QUOTED PASSAGE –
-.-.-
The primary goal of this study was to predict muscle response to FES therapy from baseline sEMG signals for individuals with cervical SCI. sEMG has the potential to be integrated into point-of-care tools to provide biomarkers for clinical decision support and enable precision rehabilitation approaches. By knowing which muscles are likely to benefit, therapists can make informed decisions into the use of the limited therapy time available. We evaluated classification models trained on clinical variables alone, sEMG features alone, and combinations of both. Leave-one-participant-out (LOPO) cross validation was used to assess robustness across participants.
Our findings indicate that sEMG feature sets, particularly the FWD feature set (slope sign changes, mean and median frequencies, and M2), consistently outperform models using clinical variables alone. The FWD feature set combined with a random forest classifier achieved the highest performance across multiple metrics, including MCC (0.41), accuracy (0.76), and macro F1 (0.68). Combining clinical variables with sEMG features did not improve model performance, underscoring the unique predictive values of sEMG features. Additionally, training models on specific AIS subgroups (motor complete and motor incomplete) improved performance, particularly in AIS A-B, compared to models trained on the entire dataset.
-.-.-
EXTRACTED INFORMATION –
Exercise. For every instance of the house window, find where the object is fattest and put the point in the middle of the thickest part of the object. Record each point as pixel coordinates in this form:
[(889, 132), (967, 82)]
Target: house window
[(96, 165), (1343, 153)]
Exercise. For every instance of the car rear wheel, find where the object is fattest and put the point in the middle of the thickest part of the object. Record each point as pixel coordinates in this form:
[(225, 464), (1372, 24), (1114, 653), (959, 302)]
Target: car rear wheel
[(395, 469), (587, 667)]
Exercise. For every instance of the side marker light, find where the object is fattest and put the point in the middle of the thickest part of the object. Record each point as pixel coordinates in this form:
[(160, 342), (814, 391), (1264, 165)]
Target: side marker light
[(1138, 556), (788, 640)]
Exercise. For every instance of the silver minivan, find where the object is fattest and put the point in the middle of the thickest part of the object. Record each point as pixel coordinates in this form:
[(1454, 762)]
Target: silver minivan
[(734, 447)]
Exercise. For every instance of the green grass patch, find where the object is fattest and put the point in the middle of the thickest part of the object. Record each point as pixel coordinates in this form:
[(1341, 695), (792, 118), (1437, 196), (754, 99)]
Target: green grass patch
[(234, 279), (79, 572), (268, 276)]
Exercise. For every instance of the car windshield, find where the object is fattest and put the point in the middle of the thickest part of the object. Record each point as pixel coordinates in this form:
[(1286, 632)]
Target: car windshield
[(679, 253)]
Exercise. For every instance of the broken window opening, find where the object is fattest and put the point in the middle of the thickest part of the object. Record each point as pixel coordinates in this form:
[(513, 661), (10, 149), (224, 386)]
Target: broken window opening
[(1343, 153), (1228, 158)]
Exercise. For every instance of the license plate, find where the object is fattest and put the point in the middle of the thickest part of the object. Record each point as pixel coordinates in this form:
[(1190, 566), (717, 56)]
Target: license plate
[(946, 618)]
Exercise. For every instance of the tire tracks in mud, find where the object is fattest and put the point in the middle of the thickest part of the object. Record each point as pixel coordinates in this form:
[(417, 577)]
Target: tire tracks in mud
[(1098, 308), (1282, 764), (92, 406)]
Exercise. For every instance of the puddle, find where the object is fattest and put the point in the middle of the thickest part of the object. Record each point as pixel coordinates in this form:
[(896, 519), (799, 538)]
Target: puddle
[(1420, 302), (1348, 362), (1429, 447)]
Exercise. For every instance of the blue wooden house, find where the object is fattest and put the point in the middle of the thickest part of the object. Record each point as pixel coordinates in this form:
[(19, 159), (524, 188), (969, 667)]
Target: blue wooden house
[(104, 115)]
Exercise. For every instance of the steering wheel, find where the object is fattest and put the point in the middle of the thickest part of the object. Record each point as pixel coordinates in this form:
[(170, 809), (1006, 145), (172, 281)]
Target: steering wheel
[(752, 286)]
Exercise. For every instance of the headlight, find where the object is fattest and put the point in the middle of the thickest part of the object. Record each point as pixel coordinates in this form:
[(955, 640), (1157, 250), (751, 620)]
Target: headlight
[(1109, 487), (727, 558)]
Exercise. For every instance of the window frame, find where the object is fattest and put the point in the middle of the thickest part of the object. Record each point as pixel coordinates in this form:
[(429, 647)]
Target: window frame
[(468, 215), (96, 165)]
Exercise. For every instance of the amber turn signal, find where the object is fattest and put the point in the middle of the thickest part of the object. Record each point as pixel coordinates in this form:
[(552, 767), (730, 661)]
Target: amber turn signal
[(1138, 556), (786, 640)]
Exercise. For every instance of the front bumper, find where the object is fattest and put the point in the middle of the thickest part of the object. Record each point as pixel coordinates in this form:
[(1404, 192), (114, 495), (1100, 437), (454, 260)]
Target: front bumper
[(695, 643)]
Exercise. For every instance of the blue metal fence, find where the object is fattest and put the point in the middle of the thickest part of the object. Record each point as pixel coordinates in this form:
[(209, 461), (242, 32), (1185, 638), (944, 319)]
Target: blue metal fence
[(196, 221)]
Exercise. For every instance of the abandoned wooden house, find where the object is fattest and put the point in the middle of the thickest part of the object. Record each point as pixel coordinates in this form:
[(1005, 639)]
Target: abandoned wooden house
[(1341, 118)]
-.-.-
REQUIREMENT 1 –
Answer these from the passage on predicting muscle response to FES therapy, one line each:
(a) What cross validation method was used to assess robustness across participants?
(b) Which feature set and classifier together achieved the highest performance?
(c) What accuracy did that combination reach?
REQUIREMENT 2 –
Decide whether each statement agrees with the passage on predicting muscle response to FES therapy. Answer yes or no and quote the deciding words.
(a) Adding clinical variables to sEMG features improved model performance.
(b) Models trained on specific AIS subgroups outperformed models trained on the entire dataset.
(c) The study concerned individuals with lumbar SCI.

TASK SOLUTION 1 –
(a) Leave-one-participant-out (LOPO) cross validation
(b) The FWD feature set with a random forest classifier
(c) 0.76

TASK SOLUTION 2 –
(a) No: "Combining clinical variables with sEMG features did not improve model performance"
(b) Yes: "training models on specific AIS subgroups (motor complete and motor incomplete) improved performance, particularly in AIS A-B, compared to models trained on the entire dataset"
(c) No: "for individuals with cervical SCI"